──────── TEXT SHOWN ────────

Unfortunately, these days, old actors don’t die, they don’t fade away, and most of them don’t go to Broadway. They wind up doing reality TV shows, usually to find true love, but sometimes we just get to follow them around and count how many movements they have in a day. Hooray for us.
I think that, once you see an episode of a show where a celebrity doesn’t wash his or her hands after going to the bathroom, hearing about a sex scandal with that person isn’t as big a deal. The threshold between “untouchable Hollywood personality” and “that guy next door that used to be something big” has been crossed. There are exceptions, but this kind of reality TV does nothing to make the world a better place.
But since we’re talking about mixing elements of Stage and Screen, there is a large pool of work that has gone from the stage to the screen in many different manners, and I think it’s time it went back. I’m talking about Shakespeare, my good man. Shakespeare.

────────

» WHAT THIS TASK INVOLVES
Pick up the commentary on aging actors, reality TV, and Shakespeare after its final sentence and continue it in the same voice.

──────── SUPPLIED INFORMATION ────────

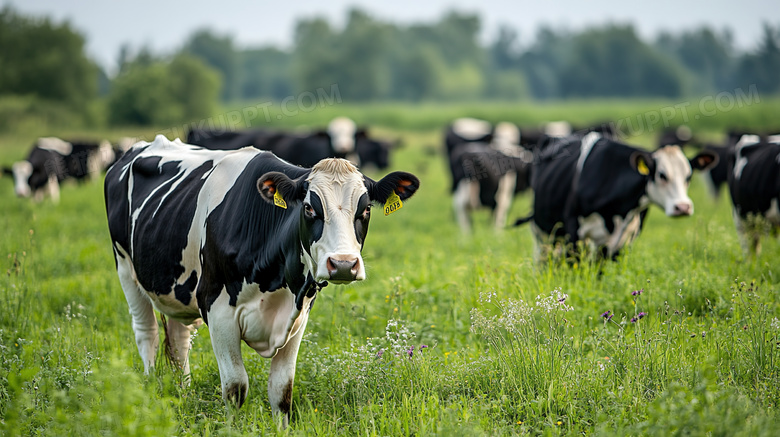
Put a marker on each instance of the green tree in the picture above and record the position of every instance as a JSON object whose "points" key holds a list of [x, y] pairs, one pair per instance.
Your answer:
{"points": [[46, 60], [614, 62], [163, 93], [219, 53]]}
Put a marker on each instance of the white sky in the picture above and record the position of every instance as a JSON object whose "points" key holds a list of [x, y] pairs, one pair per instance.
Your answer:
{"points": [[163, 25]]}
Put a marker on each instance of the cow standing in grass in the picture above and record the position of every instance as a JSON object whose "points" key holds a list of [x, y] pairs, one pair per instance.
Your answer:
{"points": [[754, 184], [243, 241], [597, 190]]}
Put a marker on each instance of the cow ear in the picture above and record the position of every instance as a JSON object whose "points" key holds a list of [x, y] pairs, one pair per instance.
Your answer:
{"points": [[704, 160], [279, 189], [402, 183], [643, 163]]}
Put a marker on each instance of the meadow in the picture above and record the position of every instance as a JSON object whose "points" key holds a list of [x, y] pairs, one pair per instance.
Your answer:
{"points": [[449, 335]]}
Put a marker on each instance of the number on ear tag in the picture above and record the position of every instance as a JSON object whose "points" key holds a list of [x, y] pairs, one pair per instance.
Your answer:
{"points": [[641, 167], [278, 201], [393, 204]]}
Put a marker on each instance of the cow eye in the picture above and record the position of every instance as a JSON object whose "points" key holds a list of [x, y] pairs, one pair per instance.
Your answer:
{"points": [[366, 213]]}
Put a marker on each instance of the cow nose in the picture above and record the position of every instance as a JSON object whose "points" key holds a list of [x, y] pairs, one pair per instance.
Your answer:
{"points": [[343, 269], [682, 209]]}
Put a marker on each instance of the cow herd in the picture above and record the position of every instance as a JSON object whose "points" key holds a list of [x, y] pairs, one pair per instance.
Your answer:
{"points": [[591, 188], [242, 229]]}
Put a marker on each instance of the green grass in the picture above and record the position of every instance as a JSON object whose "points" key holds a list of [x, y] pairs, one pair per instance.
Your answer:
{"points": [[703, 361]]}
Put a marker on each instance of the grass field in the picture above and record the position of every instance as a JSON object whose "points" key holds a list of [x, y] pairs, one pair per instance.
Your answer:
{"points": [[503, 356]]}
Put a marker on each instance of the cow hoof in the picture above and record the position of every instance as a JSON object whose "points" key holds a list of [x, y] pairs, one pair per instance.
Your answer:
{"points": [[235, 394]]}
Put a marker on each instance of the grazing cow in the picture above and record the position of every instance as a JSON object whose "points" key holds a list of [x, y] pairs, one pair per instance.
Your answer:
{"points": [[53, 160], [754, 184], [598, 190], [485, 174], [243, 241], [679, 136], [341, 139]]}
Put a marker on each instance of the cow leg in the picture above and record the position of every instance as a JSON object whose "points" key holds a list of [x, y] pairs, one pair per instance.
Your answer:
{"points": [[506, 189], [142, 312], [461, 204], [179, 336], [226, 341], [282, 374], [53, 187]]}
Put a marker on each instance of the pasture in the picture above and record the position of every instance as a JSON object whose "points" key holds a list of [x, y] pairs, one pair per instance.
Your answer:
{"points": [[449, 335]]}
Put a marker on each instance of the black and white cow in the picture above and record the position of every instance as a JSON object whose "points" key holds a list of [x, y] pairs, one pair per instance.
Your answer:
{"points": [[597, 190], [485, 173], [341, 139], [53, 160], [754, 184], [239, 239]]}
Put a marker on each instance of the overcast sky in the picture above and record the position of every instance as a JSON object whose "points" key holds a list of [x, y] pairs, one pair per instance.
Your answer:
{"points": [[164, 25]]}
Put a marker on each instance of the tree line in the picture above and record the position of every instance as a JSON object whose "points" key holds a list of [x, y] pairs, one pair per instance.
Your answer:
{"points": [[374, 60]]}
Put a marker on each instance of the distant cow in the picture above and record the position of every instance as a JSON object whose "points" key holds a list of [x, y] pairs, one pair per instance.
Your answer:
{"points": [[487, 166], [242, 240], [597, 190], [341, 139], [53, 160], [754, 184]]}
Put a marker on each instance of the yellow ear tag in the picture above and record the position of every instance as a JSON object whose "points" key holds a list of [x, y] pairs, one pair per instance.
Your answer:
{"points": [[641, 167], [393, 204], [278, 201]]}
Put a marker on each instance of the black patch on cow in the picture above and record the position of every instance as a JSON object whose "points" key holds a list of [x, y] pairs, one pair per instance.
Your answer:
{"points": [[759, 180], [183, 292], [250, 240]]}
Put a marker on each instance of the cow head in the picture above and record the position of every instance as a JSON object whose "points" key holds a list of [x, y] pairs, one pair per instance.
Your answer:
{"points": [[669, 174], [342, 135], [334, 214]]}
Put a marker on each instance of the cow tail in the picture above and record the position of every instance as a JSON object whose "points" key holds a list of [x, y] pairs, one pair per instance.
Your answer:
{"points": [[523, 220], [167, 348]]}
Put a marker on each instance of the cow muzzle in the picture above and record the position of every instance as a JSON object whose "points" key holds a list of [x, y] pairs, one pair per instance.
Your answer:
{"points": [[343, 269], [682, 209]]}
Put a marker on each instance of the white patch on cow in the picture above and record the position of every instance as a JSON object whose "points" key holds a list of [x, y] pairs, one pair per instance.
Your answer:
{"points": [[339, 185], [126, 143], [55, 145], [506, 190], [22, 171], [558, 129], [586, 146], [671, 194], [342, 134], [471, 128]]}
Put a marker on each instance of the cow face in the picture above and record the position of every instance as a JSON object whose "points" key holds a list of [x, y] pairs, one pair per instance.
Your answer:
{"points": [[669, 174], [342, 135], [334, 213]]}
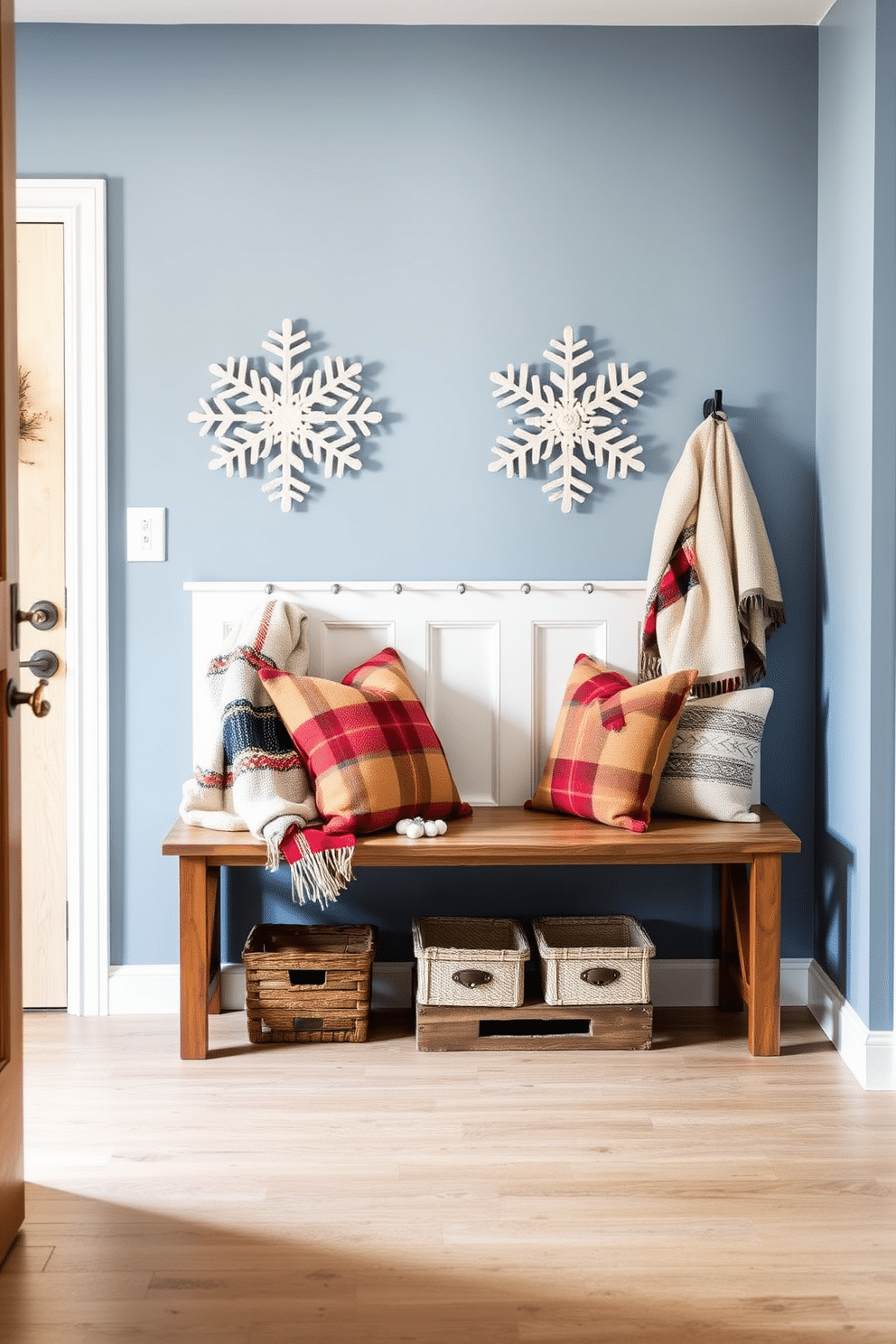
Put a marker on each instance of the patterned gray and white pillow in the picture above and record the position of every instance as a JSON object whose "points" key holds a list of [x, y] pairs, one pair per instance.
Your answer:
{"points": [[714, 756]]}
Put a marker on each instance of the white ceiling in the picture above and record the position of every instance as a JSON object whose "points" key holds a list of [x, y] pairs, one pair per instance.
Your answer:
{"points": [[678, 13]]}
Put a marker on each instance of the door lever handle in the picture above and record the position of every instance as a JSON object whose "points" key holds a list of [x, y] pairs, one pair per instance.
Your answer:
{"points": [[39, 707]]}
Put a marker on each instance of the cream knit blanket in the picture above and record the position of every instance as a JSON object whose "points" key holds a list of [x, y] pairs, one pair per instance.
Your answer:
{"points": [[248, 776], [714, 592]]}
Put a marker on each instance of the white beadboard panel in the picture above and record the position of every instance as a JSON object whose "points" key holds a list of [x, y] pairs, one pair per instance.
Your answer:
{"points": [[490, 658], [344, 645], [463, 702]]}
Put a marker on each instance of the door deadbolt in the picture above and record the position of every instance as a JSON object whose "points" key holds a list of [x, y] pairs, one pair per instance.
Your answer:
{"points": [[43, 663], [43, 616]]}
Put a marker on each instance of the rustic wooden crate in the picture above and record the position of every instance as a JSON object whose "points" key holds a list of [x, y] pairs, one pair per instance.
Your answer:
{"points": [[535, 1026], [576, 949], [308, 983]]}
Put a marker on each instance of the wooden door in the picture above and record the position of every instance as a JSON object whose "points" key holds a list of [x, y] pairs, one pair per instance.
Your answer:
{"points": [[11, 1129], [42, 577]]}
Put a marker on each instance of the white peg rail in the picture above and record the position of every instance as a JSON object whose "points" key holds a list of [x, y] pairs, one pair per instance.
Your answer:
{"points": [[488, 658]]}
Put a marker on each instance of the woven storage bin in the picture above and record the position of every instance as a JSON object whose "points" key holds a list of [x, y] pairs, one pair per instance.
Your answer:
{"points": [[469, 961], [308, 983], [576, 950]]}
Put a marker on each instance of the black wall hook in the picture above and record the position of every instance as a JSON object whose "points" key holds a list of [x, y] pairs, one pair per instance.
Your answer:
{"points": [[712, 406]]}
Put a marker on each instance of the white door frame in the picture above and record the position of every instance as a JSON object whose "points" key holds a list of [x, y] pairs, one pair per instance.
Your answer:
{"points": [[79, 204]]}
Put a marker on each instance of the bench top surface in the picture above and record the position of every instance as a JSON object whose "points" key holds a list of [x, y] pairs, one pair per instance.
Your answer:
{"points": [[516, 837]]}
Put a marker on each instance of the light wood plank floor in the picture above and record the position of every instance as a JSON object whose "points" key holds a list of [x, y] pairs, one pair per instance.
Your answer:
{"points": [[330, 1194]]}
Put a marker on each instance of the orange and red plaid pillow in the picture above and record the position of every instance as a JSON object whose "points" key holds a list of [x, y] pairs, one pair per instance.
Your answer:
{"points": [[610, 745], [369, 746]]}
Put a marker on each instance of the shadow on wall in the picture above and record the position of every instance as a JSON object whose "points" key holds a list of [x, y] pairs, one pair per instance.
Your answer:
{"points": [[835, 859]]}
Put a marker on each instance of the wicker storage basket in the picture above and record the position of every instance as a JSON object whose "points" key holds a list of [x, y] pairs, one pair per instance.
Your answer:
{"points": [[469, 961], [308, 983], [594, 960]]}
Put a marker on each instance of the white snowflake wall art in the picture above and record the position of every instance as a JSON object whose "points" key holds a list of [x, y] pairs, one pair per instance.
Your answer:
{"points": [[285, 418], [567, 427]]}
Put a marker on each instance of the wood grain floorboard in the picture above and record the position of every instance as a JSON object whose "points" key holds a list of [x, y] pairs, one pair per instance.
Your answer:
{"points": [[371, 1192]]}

────────

» WRITTEN REPLY
The easiest thing to do would be to come up with a sequel to Love’s Labour’s Lost. It ends on something of a cliffhanger, with major characters saying they’ll meet each other again in a year. Ol’ Billy Shakes never published a follow-up to see what happened to those folks and their “twelve months plus one day” plans. Well, Love’s Labour’s Found would be the sequel to that Shakespearean work featuring four lads and four lasses.
But why stop there? We’re talking about bringing more Hollywood to the stage; by combining Shakespeare and zombies, we can come up with quite plausible sequels to the greatest works of the English language. In the tragedies especially, we see death and disaster abound. Imagine Zombie Julius Caesar coming back to fight Augustus for the right to rule Rome. And Othello and Desdemona can finally get that happy ending they both really do deserve.
Hamlet’s last act, which features the deaths of (I hope I’m not spoiling anything for anyone here; if I am, go read a play, for the sake of zombie chocolate!) Claudius, Gertrude, Laertes, and Hamlet himself, would be a perfect jumping-off point for the sequel to begin. (Yes, I know there’s already a movie called Hamlet 2, but I’m talking about a true stage follow-up.)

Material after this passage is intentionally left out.